-- start PAGE --

Surrey, England and Burlington, Vermont: Ashgate Publishing Ltd., 2015.
280 pp.; 35 b&w, 20 color illustrations; index.
$99.
ISBN: 978-1-4724-1962-0

As early as 1912, French art critic Roger Allard raised the thorny question, “what’s avant-garde art?”[1] Almost two decades before, in 1893, the prominent Symbolist poet, critic, and co-author of Paul Gauguin’s salacious Noa Noa (1901) Charles Morice had wryly answered this rhetorical query: the avant-garde, he lamented, had become a market gambit, a sharper’s crude tactic with which to lure bourgeois speculators looking to make a quick franc by buying and then selling the work of an up-and-coming artist, a machination by which art critics declared artists (and their own criticism) central to understanding modern art’s evolution.[2] Yet, despite Allard’s supposed confusion and Morice’s pronounced cynicism, the study of nineteenth- and twentieth- century art has continued to be dominated by the rhetoric of the avant-garde and, with it, the formal vocabulary of modernism.

That dominance becomes readily apparent in Michelle Facos and Thor J. Mednick’s book, The Symbolist Roots of Modern Art, which traces Modernism (notably here with a capital “M”) back to Symbolist theories and practices. At the outset, it is important to note that Facos and Mednick and their fellow authors use the terms “Modernism” and “Modernist,” to refer to the artistic developments and ideas associated with critic Clement Greenberg’s definition of Modernism—in which art, starting in the early-twentieth century, self-critically interrogates its technical and formal properties. The use of Modernism with a capital “M” throughout this review is used to indicate the authors’ reference to the Greenbergian definition of the term. In line with the title’s double reference to the natural and to the linguistic (or better, the semiotic), Symbolism here serves as the knotty roots from which twentieth-century Modernism, in all its colorful varieties, bloomed.

-- end PAGE --
-- start ITEMS --

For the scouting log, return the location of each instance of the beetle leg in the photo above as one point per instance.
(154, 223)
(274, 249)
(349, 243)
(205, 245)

-- end ITEMS --

WHAT YOU WILL DO:
Reproduce everything in the review from "As early as" down to "vocabulary of modernism.", word for word. The items come from a separate source.

ANSWER TO THIS PROBLEM:
As early as 1912, French art critic Roger Allard raised the thorny question, “what’s avant-garde art?”[1] Almost two decades before, in 1893, the prominent Symbolist poet, critic, and co-author of Paul Gauguin’s salacious Noa Noa (1901) Charles Morice had wryly answered this rhetorical query: the avant-garde, he lamented, had become a market gambit, a sharper’s crude tactic with which to lure bourgeois speculators looking to make a quick franc by buying and then selling the work of an up-and-coming artist, a machination by which art critics declared artists (and their own criticism) central to understanding modern art’s evolution.[2] Yet, despite Allard’s supposed confusion and Morice’s pronounced cynicism, the study of nineteenth- and twentieth- century art has continued to be dominated by the rhetoric of the avant-garde and, with it, the formal vocabulary of modernism.